* **To do**
(a) Using the text about dig., decide whether each statement agrees with it, answering yes or no and quoting the words that settle it: (i) The first issue had covers made of handmade paper. (ii) The comic "Sublime Deliverance" ran in three installments. (iii) The writer joined In Other Words in 2007.
(b) Answer these from the text about dig.:
(i) What was the print run of issue #2?
(ii) What subject did the special Vixen issue cover?
(iii) Who was interviewed in issue #6?

* **Source extract**

But I can only do the same thing for so long, and after a decade of dig. it was time to move on. I joined In Other Words on CKLN 88.1FM in 2007 and found that a similar impulse to the one that created dig. was fulfilled by hosting and producing a literary radio show.

I still missing editing, publishing and making dig., but it is retired. I am proud of its legacy, publishing the early work of writers who have gone on to stellar careers, publishing books and being nominated for Griffins and Gillers (one of each from dig. alumni). It was a good run.

 

THE ISSUES

#1

June 1997

The premier issue! Back when the submission call still said “Nothing romantic or boring.” Covers of handmade paper. This issue contains work by Jay MillAr, Alex Boyd, Debra Anderson, and the editor’s cat Oskar, among others. Print run of 75. Limited number of copies still available.

#2

Sept. 1997

Contains poetry and fiction by Gordon Michael Allen, Betsy Trumpener, Michael deBeyer, Shannon Bramer, Laura Lush, Iain Deans and more. First installment of the chaotic comic “Sublime Deliverance” by Dave Johnny. Print run 150. Limited number of copies still available.

#3

March 1998

Featuring poetry by Andrea Griffith, Suzanne Hancock, Kenneth Pobo, Ruba Nadda, Elana Wolff, l.e. vollick, and more. Contains the second and final installment of the apocalyptic comic “Sublime Deliverance.” Print run 200. Limited number of copies still available.

#4

August 1998

Work by Derek Beaulieu, rob mclennan, John Barlow, Shannon Bramer, Jay MillAr, Erinn Banting, and others. Print run  200. Limited number of copies still available.

 

#5

February 1999

The special Vixen issue, featuring writing and art about female sexual desire. Contains work by Louise Bak, Kathryn Payne, Maureen Hynes, Sandra Haar, and others, plus an interview with porn queen Nina Hartley, as well as with Carlyle Jansen, proprietress of the Toronto women’s sex store Good For Her. Print run 200.

#6

June 1999

Writing by Daniel f. Bradley, Paul Vermeersch, Mark Connery, Patrick Rawley, Shelagh M. Rowan-Legg, and more. Also a great interview with Tony Burgess. Print run 200. Limited number of copies still available.

#7

February 2000

Bigger than ever! Full of poetry, fiction, art and reviews by Adeena Karasick, Sandra Alland, Geroge Murray, Sherwin Tjia, Alexandra Leggat, Adam Sol, Michael de Beyer and more. Print run 200. Limited number of copies still available.

* **Stored data**
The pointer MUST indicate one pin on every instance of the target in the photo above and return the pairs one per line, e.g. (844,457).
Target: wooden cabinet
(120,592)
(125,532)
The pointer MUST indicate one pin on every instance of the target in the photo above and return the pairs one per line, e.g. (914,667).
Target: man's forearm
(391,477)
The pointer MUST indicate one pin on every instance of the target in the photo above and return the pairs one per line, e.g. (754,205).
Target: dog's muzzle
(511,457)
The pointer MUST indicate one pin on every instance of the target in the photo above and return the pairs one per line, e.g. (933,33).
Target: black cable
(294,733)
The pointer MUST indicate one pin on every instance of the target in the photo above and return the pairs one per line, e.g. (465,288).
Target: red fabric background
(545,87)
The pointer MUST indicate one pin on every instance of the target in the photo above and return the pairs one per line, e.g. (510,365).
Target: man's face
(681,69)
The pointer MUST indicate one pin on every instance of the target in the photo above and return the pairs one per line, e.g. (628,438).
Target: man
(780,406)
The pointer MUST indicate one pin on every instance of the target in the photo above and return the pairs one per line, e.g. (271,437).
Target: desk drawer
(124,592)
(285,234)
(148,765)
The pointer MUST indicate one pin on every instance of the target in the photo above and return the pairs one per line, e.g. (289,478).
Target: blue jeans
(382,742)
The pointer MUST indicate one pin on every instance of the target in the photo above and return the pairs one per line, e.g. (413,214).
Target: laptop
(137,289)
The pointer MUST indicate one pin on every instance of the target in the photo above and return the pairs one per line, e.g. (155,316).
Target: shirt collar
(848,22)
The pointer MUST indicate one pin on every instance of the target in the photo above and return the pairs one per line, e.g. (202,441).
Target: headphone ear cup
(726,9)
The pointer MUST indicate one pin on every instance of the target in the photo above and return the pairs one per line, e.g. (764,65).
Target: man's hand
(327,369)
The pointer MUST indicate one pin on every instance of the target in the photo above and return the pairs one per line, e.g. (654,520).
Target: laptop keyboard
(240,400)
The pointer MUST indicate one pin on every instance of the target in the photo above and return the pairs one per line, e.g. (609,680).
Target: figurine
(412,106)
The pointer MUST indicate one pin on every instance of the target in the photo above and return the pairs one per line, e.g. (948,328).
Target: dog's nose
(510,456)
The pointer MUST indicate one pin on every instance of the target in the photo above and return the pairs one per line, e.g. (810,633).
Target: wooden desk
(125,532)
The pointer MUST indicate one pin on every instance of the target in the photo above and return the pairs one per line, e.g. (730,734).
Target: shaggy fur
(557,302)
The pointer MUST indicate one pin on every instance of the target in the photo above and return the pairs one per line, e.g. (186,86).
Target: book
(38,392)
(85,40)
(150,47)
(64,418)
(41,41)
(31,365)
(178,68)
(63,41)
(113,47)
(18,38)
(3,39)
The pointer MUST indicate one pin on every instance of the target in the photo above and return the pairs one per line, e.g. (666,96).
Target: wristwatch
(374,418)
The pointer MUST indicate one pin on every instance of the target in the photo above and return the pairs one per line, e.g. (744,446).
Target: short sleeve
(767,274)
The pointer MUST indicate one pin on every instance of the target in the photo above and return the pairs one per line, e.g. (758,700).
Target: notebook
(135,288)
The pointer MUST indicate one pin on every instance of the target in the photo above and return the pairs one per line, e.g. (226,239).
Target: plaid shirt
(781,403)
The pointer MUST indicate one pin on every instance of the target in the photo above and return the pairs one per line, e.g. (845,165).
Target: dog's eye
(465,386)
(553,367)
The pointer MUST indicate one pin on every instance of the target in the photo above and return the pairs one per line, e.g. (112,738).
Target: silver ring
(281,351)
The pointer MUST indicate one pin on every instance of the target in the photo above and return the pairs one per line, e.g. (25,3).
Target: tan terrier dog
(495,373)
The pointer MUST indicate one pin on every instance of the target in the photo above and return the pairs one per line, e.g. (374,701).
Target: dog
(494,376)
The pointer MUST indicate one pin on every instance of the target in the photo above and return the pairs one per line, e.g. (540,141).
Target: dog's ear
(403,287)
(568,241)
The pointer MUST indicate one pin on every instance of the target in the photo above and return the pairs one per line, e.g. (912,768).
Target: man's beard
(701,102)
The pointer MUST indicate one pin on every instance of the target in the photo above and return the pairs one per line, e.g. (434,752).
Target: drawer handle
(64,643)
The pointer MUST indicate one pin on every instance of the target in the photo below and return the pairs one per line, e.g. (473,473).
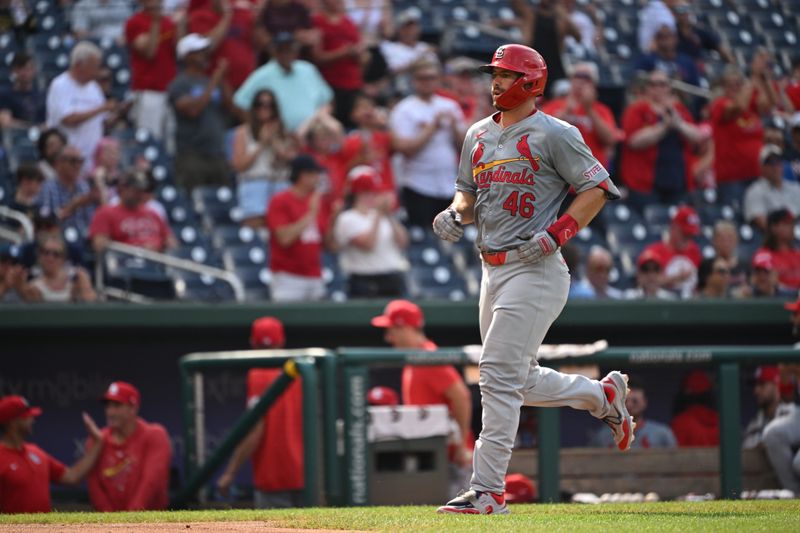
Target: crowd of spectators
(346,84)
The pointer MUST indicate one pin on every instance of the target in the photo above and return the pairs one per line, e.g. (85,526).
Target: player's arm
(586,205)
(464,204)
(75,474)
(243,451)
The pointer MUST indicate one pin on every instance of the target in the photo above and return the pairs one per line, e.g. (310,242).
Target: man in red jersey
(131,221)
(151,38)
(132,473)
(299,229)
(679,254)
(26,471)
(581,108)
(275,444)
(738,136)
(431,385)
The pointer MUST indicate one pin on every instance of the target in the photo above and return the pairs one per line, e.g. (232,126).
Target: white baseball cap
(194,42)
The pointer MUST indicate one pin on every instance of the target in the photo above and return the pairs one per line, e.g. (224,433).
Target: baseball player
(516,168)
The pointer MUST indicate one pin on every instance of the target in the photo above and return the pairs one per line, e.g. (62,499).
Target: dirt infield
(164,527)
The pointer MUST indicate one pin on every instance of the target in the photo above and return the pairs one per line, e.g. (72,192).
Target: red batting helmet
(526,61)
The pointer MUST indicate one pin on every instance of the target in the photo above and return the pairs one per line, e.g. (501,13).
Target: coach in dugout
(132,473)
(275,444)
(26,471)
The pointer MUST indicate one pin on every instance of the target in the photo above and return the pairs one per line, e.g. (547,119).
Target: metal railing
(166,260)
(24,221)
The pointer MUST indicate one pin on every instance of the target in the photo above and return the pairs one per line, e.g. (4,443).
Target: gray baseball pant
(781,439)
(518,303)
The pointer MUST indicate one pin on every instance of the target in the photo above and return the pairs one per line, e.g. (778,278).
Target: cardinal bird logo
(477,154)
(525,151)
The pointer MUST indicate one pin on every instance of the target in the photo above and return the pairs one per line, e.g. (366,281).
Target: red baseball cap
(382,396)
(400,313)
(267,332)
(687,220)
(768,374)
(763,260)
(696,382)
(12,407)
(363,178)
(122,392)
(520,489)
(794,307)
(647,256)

* **Results by task**
(a)
(i) Yes: "Covers of handmade paper."
(ii) No: "Contains the second and final installment of the apocalyptic comic “Sublime Deliverance.”"
(iii) Yes: "I joined In Other Words on CKLN 88.1FM in 2007"

(b)
(i) 150
(ii) Female sexual desire
(iii) Tony Burgess